» **本文**
..........

山嵐天上天下龍我独尊

 石山通に沿いの“藤野エリア”は、“澄川・平岸エリア”と並ぶラーメン激戦区。この石山通沿いに、昨年 「山嵐(→ 札幌グルメバイブル・ラーメンの頁を参照)」 の2番目の支店(正確には1店閉店したので3番目の支店)が出来た。この店の特徴は、本店の「山嵐」と昼・夜2つの顔を持つ1番目の支店「山嵐黒虎(昼)・山嵐雷文(夜)」、そして閉店した「札幌ちゃんぽん 股旅」の3店のいいとこ取りと言おうか、集大成を味わえる店なのである。それはメニューを見れば一目瞭然で、「山嵐」を代表するラーメン「白スープと海スープ(この店では豚骨らーめんと三代目 海)」、「山嵐雷文」の「あぶら中華そば」、そして「札幌ちゃんぽん 股旅」の「札幌ちゃんぽん(この店では豚骨タンメン・白タン)」と「サンギ(この店では藤野ザンギ)」をそれぞれオマージュした進化形が味わえるのだ。外観は黒っぽい現代的なデザインで、テーブル席が2つとゆったりとした間隔のカウンターが6席ある。店内にはジャズが流れていて、モダンなラーメン店である。先ずは食券機でラーメンを選び、席に着く。 
 本店の「海スープ」は、「白スープ」に魚粉が入ったような味であるが、この店の「三代目 海」は、魚粉を用いずに鰹節(本枯れ節)と黒いマー油(焦がしニンニク油)を用いている。また、本店が太麺を使用しているのに対し、この店の麺は 「men-eiji HIRAGISHI BASE」 を彷彿させるコシのある中細ストレート麺なのである。全体的なイメージとしては、「山嵐」のラーメンを熊本ラーメン風に進化させたものと考えれば分かりやすい。ちなみに、この「三代目 海」が僕の一押しである。「豚骨らーめん」にもマー油が入っており、麺は同じ中細ストレート麺でなかなか良い。

..........

» **課題内容**
(a) 次の(i)～(iii)の記述が本文の内容と一致するかどうかを、それぞれ「はい」または「いいえ」で答えてください。判断の根拠となる本文の語句を、そのまま引用して添えてください。
(i) 藤野エリアはラーメン激戦区とされている。
(ii) この店の「三代目 海」には魚粉が使われている。
(iii) この店のカウンターは8席である。
(b) 本文に基づき、次の各問いに短く答えてください。
(i) この店の店内には、どのような音楽が流れていますか。
(ii) 本店の「山嵐」では、どのような麺を使用していますか。
(iii) 「札幌ちゃんぽん 股旅」の「サンギ」をオマージュした品は、この店では何という名前ですか。

(データセットの項目)
..........

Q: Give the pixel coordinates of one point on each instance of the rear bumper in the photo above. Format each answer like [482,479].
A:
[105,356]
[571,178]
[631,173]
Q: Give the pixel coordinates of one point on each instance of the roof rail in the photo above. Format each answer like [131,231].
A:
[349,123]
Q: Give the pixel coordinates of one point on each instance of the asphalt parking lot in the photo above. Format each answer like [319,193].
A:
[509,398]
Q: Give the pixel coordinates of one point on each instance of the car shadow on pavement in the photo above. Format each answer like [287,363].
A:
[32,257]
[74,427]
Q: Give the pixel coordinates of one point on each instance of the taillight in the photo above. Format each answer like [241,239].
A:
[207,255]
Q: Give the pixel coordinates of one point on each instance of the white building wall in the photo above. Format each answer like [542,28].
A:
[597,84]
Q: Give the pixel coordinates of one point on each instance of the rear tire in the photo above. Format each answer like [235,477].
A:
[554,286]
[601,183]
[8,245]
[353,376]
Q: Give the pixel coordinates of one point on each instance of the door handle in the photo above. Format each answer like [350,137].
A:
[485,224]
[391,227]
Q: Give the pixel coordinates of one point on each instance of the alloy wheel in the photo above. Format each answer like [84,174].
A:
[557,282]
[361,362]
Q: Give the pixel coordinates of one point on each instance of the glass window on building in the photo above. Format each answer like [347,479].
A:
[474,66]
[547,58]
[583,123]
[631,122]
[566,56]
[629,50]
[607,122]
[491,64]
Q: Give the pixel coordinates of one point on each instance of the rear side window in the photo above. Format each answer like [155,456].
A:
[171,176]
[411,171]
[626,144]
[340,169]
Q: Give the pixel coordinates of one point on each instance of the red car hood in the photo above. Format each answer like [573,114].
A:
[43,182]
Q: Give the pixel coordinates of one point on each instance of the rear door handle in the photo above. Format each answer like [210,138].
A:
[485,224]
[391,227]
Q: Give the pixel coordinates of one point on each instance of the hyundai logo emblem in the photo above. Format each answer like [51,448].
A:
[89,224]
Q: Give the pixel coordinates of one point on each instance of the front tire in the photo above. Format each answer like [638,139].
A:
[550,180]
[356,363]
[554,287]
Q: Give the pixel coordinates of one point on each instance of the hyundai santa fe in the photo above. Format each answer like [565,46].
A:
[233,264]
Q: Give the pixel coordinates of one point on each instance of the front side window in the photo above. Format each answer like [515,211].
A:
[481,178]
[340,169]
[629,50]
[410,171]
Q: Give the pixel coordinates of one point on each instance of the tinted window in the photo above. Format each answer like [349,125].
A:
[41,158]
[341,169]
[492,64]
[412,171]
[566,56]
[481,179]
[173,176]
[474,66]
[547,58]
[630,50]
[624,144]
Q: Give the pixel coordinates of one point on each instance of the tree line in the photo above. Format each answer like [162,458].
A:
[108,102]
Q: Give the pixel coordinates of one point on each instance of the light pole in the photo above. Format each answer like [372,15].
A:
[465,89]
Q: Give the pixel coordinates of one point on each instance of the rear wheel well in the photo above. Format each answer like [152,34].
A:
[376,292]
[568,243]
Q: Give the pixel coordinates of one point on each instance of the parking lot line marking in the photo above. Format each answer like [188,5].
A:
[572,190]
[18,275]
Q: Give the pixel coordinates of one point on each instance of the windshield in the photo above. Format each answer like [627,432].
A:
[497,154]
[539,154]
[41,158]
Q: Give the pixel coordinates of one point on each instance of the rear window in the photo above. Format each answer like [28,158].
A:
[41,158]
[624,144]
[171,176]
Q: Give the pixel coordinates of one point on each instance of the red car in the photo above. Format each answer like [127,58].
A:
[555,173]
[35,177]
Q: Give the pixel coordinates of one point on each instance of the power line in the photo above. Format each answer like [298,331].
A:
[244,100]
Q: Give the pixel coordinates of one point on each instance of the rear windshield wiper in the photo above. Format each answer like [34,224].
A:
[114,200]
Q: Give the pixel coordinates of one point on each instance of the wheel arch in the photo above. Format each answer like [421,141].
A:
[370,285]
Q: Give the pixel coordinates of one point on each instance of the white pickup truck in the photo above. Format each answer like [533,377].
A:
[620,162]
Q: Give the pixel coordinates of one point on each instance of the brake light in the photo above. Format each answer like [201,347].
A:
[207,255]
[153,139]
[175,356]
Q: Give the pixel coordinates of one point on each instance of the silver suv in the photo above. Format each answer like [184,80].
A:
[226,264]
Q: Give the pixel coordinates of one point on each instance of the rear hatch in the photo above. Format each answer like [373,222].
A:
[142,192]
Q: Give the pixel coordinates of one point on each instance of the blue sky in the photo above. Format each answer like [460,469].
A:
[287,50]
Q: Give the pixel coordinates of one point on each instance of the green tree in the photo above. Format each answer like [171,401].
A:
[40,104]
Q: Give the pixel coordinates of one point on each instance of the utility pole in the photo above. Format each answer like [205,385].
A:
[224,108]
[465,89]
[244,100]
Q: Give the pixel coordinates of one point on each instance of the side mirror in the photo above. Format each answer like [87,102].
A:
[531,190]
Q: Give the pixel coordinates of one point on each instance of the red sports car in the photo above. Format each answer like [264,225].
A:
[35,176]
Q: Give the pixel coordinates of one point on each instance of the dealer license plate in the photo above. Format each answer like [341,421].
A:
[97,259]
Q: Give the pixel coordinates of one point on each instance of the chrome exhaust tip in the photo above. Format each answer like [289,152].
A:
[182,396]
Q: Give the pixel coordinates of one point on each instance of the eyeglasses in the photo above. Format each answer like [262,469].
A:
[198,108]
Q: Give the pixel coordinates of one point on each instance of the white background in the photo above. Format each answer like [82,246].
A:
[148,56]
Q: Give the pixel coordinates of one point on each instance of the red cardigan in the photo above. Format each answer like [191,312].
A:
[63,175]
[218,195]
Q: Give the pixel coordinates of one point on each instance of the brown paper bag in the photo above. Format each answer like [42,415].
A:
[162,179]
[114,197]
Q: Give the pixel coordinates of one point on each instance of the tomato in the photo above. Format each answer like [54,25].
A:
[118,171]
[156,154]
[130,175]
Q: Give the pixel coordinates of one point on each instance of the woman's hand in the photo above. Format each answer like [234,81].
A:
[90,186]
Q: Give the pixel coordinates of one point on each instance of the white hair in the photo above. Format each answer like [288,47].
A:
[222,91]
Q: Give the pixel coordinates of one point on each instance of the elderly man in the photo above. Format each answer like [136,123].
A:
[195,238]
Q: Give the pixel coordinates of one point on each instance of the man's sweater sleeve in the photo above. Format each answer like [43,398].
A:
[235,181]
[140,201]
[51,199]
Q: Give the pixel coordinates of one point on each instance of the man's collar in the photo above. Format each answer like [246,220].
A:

..........

» **解答一覧**
(a)
(i) はい。「“藤野エリア”は、“澄川・平岸エリア”と並ぶラーメン激戦区」
(ii) いいえ。「魚粉を用いずに鰹節(本枯れ節)と黒いマー油(焦がしニンニク油)を用いている」
(iii) いいえ。「ゆったりとした間隔のカウンターが6席ある」

(b)
(i) ジャズ
(ii) 太麺
(iii) 藤野ザンギ